Redis基础知识（学习笔记19--Redis Sentinel）

一. 优化配置参数

1.down-after-milliseconds

# sentinel down-after-milliseconds <master-name> <milliseconds>
#
# Number of milliseconds the master (or any attached【所依附的】 slave or sentinel) should
# be unreachable (as in, not acceptable reply to PING, continuously, for the
# specified period) in order to consider it in S_DOWN state (Subjectively
# Down).
# 这段的意思是sentinel在和master【注意：不仅仅是master，还有slave、sentinel】失联多少毫秒后，可以做出主节点S_DOWN的判断。
# 此参数的作用范围不仅仅是 sentinel到master的连接；还有sentinel到slave的连接；sentinel到sentinel的连接。
# Default is 30 seconds.

sentinel down-after-milliseconds mymaster 30000

换句话说

down-after-milliseconds is the time in milliseconds an instance should not be reachable (either does not reply to our PINGs or it is replying with an error) for a Sentinel starting to think it is down.

• • • • • • •

# [简答练习]
续写上文关于 Redis Sentinel 配置参数的学习笔记，从其最后一句之后写起。 这些记录是另一份独立材料，与上文无关。

• • • • • • •

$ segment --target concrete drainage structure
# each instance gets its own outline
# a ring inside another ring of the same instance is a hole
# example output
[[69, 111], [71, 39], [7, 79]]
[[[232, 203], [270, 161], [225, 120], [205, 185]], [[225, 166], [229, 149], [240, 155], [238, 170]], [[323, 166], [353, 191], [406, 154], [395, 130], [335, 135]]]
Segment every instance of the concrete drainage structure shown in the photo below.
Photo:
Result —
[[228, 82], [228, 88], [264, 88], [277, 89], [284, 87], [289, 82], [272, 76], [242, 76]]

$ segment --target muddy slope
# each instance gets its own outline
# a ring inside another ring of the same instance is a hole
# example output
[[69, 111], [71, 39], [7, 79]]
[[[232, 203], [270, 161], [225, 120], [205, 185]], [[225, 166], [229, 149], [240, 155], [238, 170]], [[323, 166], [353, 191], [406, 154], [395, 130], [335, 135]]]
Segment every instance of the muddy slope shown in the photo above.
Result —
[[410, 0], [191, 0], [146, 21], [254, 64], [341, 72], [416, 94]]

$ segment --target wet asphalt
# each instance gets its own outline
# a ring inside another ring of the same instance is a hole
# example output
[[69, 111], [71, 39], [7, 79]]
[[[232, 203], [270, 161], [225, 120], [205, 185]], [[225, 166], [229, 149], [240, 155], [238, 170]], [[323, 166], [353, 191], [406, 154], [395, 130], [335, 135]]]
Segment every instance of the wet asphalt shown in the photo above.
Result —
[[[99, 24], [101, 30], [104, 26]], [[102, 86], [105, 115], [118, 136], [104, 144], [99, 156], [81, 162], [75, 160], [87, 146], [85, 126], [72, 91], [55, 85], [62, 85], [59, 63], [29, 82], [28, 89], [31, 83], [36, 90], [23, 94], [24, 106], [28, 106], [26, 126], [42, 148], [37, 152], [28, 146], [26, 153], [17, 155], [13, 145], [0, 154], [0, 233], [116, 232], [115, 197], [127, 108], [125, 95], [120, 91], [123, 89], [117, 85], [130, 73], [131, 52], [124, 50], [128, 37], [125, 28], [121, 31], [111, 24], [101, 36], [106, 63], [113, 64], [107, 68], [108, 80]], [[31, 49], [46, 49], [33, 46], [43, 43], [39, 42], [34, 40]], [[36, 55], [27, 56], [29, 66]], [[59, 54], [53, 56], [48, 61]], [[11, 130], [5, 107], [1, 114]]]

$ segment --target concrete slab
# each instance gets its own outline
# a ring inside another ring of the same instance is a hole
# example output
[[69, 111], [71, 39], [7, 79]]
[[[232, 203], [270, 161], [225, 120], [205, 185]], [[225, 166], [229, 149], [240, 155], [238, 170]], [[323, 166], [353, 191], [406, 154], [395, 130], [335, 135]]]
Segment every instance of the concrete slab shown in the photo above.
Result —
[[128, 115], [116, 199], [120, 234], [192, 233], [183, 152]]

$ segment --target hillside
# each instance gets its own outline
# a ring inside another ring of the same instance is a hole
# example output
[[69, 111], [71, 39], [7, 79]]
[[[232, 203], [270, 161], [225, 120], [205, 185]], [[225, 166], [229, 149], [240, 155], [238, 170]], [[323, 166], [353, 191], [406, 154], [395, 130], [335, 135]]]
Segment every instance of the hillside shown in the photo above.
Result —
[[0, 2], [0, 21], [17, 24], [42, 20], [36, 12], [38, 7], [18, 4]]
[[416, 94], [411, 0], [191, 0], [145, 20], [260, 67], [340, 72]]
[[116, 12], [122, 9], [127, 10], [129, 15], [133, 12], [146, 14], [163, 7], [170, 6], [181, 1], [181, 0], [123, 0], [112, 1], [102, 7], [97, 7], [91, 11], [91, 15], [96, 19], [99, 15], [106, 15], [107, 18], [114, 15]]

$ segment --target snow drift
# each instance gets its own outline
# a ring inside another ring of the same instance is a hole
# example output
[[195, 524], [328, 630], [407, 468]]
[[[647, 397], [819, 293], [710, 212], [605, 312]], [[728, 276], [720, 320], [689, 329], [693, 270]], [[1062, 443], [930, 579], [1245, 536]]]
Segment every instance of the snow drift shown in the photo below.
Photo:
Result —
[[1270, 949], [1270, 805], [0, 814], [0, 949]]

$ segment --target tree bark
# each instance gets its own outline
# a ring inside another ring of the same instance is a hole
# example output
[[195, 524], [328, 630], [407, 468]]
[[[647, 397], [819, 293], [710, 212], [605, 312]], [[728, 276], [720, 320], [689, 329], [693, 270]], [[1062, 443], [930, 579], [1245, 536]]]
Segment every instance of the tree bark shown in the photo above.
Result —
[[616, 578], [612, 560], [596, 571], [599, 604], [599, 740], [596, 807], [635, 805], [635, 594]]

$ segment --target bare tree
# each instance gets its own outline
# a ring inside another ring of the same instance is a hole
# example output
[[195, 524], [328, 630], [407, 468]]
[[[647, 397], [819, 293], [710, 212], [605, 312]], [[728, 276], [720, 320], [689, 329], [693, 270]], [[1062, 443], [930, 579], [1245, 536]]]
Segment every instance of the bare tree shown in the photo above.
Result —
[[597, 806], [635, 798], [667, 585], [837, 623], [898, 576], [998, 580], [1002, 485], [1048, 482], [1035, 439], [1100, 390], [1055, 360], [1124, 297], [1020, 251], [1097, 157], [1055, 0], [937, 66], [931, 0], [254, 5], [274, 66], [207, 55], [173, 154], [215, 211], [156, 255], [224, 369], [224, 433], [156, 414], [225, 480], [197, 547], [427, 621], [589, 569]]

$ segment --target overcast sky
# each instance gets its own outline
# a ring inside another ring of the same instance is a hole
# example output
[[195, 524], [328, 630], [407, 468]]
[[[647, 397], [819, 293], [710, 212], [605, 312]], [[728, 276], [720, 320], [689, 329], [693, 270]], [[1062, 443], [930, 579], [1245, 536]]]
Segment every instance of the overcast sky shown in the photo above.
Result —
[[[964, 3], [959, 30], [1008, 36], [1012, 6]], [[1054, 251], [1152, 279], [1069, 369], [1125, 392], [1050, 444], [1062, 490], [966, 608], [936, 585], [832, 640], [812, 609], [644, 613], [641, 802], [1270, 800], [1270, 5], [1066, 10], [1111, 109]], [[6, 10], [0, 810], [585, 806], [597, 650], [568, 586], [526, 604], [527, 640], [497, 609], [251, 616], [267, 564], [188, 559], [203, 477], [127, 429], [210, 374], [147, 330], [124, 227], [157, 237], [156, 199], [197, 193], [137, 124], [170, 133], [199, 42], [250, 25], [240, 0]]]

• • • • • • •

# [参考答案]
2. parallel-syncs

# sentinel parallel-syncs <master-name> <numslaves>
#
# How many slaves we can reconfigure to point to the new slave simultaneously【同时】
# during the failover. Use a low number if you use the slaves to serve query
# to avoid that all the slaves will be unreachable at about the same
# time while performing the synchronization with the master.
##如果想在failover期间，slave同步新master的这个过程中，仍然想有部分slave 可以提供查询服务，那么可以将这个
##值设置小一点。【需要注意的是，这样带来的坏处就是：提供的查询服务，不保证数据的一致性，和主节点是有数据差异的；
##此外，faiover的master 和 所有slave的数据同步过程被拉长了】
sentinel parallel-syncs mymaster 1

parallel-syncs sets the number of replicas that can be reconfigured to use the new master after a failover at the same time. The lower the number, the more time it will take for the failover process to complete, however if the replicas are configured to serve old data, you may not want all the replicas to re-synchronize with the master at the same time. While the replication process is mostly non blocking for a replica, there is a moment when it stops to load the bulk data from the master. You may want to make sure only one replica at a time is not reachable by setting this option to the value of 1.

该属性用于指定，在故障转移期间，即老的master出现问题，新的master刚晋升后，允许多少个slave同时从新的master进行数据同步。默认值为1表示所有slave逐个从新master进行数据同步。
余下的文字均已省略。